---------- Data for this task ----------
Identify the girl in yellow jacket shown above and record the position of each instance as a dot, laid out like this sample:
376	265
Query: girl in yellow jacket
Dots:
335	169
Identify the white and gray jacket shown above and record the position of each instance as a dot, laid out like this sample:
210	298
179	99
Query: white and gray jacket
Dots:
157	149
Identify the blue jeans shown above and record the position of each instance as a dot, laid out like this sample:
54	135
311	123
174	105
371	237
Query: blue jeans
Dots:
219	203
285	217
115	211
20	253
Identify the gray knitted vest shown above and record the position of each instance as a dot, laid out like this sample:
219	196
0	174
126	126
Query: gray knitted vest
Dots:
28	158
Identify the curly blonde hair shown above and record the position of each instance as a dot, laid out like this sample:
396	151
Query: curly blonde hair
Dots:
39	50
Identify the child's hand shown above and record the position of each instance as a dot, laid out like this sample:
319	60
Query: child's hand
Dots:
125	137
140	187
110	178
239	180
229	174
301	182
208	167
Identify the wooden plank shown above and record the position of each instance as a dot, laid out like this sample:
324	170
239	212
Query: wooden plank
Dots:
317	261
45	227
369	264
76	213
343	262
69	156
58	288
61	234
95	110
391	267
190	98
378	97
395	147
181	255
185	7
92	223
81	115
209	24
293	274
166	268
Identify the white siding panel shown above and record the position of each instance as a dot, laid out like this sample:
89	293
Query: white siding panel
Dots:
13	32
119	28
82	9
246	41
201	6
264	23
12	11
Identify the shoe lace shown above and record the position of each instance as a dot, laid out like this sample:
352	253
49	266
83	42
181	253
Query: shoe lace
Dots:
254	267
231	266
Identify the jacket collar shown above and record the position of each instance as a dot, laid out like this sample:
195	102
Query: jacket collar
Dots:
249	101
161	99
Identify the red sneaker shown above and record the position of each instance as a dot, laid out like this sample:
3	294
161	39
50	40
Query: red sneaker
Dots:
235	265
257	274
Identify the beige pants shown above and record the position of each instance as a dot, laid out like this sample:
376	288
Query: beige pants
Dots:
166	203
----------
- [Problem to work on]: Write out every record again, exactly as it was written.

- [Final answer]:
Identify the girl in yellow jacket shown above and record the position of each instance as a dot, laid out like this sample:
376	265
Query: girl in yellow jacket
Dots:
335	169
Identify the white and gray jacket shown above and record the position of each instance as a dot, laid out like this sample:
210	298
179	99
Query: white and gray jacket
Dots:
157	149
Identify the blue jeans shown above and record the position of each instance as a dot, laid out like this sample:
54	135
311	123
174	105
371	237
Query: blue jeans
Dots:
219	203
285	217
115	211
20	253
Identify the gray knitted vest shown above and record the position of each instance as a dot, laid out like this sample:
219	196
0	174
126	126
Query: gray knitted vest
Dots:
28	158
Identify the curly blonde hair shown above and record the position of each instance as a dot, laid out like this sample:
396	151
Query: curly blonde hair
Dots:
39	50
Identify the child's hand shown above and record the position of each instance as a dot, laid out like this sample:
319	60
Query: child's hand
Dots:
125	137
140	187
110	178
239	180
229	174
301	182
208	167
Identify the wooden plank shown above and record the position of each instance as a dot, laid out like this sample:
324	170
239	212
Query: wooden plank
Dots:
317	261
45	227
369	264
76	213
343	262
69	156
58	288
61	234
95	110
391	267
190	98
378	97
395	147
181	255
185	7
92	223
81	115
209	24
293	274
166	268
Identify the white siding panel shown above and record the position of each instance as a dot, laid out like this sample:
89	293
Query: white siding panel
Dots:
13	32
119	28
82	9
246	41
201	6
264	23
12	11
Identify the shoe lace shown above and record the position of each instance as a dot, laid out like this sample:
352	253
49	266
83	42
181	253
Query: shoe lace
Dots:
254	267
231	266
Identify the jacket collar shown above and record the position of each instance as a dot, laid out like this sample:
195	102
Query: jacket collar
Dots:
249	101
161	99
Identify the red sneaker shown above and record the position of each instance as a dot, laid out like this sample:
3	294
161	39
50	40
Query: red sneaker
Dots:
235	265
257	274
Identify the beige pants shown above and record the position of each instance as a dot, laid out like this sample:
376	288
Query: beige pants
Dots:
166	203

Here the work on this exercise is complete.